*** Opening of Dataset content ***
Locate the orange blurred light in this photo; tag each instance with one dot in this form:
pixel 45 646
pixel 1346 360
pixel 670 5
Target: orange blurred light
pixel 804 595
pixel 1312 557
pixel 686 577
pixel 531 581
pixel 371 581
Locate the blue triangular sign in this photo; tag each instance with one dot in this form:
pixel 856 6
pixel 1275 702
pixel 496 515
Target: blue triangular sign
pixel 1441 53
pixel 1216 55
*** Close of Dataset content ***
* **Brief**
Each entry needs to be transcribed exactly.

* **Your response**
Locate the orange blurred light in this photo; tag each instance with one dot in this form:
pixel 45 646
pixel 1346 360
pixel 670 5
Target: orange blurred light
pixel 804 595
pixel 1312 557
pixel 686 577
pixel 531 581
pixel 371 581
Locate the blue triangular sign in this photo; tag each instance with one dot in this form:
pixel 856 6
pixel 1275 702
pixel 496 515
Target: blue triangular sign
pixel 1441 53
pixel 1216 55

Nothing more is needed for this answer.